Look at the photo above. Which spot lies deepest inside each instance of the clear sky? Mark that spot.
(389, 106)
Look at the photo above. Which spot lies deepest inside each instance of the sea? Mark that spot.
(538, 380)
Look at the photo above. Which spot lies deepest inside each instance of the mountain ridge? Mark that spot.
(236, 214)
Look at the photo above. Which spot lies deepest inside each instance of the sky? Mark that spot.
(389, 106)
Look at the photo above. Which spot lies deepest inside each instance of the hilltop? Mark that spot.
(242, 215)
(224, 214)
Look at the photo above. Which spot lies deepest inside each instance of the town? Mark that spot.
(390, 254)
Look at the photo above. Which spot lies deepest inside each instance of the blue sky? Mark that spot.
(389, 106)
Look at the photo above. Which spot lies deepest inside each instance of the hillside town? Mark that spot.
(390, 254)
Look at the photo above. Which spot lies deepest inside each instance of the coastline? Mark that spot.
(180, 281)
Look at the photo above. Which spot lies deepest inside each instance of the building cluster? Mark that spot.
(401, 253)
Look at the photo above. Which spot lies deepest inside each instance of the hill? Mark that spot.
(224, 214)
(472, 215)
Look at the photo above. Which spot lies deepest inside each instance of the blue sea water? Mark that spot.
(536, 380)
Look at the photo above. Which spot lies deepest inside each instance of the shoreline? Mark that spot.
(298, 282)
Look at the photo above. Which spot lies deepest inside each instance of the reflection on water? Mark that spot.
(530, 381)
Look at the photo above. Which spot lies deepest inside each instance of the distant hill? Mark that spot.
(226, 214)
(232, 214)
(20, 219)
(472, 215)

■ WRITTEN PROBLEM:
Once more, set down the full listing, verbatim.

■ WRITTEN RESPONSE:
Look at the photo above. Which spot lies deepest inside each instance of the clear sky? Mark that spot.
(389, 106)
Look at the photo above. Which spot lies deepest inside each instance of the sea? Mark that spot.
(538, 380)
Look at the photo above. Which spot lies deepest inside each instance of the mountain ridge? Mark that spot.
(236, 214)
Look at the photo above. Which spot lies deepest inside each instance of the sky? Mark that spot.
(389, 106)
Look at the photo above. Which spot lies deepest inside each instance of the hilltop? Mark that spot.
(242, 215)
(224, 214)
Look at the photo above. Which spot lies deepest inside each instance of the town? Mark that spot.
(390, 254)
Look at the photo above. Which spot lies deepest inside each instance of the blue sky? Mark that spot.
(389, 106)
Look at the photo above. Which spot lies deepest inside each instance of the hillside town? Mark that spot.
(390, 254)
Look at the photo above. Which spot lies deepest inside each instance of the coastline? Mark that spot.
(180, 281)
Look at the photo above. Which spot lies deepest inside each instance of the building cluster? Mark that spot.
(401, 253)
Look at the photo above. Which spot lies deepest inside each instance of the hill? Mark that spot.
(224, 214)
(472, 215)
Look at the photo above. Which spot lies deepest inside each instance of the blue sea water? Mark that spot.
(536, 380)
Look at the photo above. Which spot lies deepest inside each instance of the shoreline? Mark that spot.
(298, 282)
Look at the photo above. Which spot lies deepest inside each instance of the reflection on water? Mark that spot.
(530, 381)
Look at the photo above. Which spot lies deepest inside each instance of the distant hill? Mark that spot.
(226, 214)
(232, 214)
(20, 219)
(472, 215)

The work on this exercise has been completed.